▸ **Exercise brief**: Rescale the rows starting at the beginning and going on through the line with "point(22, 99)", and give those lines again, requests included, multiplying each coordinate in the answer points by 0.2 and rounding to whole numbers, halves up. Keep the numbers in the requests and their sample points unchanged, and leave the pictures out.

▸ **Data provided**:
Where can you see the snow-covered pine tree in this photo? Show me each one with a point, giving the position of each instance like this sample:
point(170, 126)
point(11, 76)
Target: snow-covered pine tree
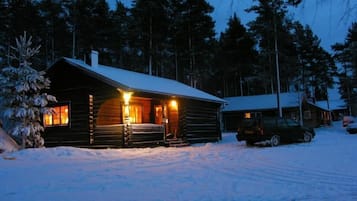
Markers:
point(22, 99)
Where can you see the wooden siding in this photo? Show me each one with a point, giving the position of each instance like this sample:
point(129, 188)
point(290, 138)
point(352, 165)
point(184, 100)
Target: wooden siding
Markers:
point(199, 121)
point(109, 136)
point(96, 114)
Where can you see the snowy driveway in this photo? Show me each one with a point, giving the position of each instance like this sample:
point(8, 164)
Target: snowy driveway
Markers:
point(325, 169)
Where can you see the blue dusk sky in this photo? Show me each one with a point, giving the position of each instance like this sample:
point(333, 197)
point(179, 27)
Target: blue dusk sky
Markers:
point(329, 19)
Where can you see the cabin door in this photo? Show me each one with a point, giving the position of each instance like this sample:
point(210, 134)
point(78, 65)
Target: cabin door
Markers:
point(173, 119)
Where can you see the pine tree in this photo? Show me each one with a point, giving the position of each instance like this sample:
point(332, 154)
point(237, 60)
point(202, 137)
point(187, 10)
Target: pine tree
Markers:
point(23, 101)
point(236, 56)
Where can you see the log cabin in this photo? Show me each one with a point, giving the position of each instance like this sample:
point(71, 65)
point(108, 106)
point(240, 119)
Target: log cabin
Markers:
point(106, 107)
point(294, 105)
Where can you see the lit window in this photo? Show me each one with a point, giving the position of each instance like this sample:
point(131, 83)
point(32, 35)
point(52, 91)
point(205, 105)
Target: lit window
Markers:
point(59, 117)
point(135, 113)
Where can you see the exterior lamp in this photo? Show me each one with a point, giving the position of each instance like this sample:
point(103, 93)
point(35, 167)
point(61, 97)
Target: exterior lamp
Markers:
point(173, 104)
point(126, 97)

▸ **Result of the exercise**:
Where can you see the snow-covered pine tree in this photo? Show me each one with a point, giving the position of each instance like this sample:
point(170, 126)
point(11, 76)
Target: snow-covered pine tree
Markers:
point(4, 20)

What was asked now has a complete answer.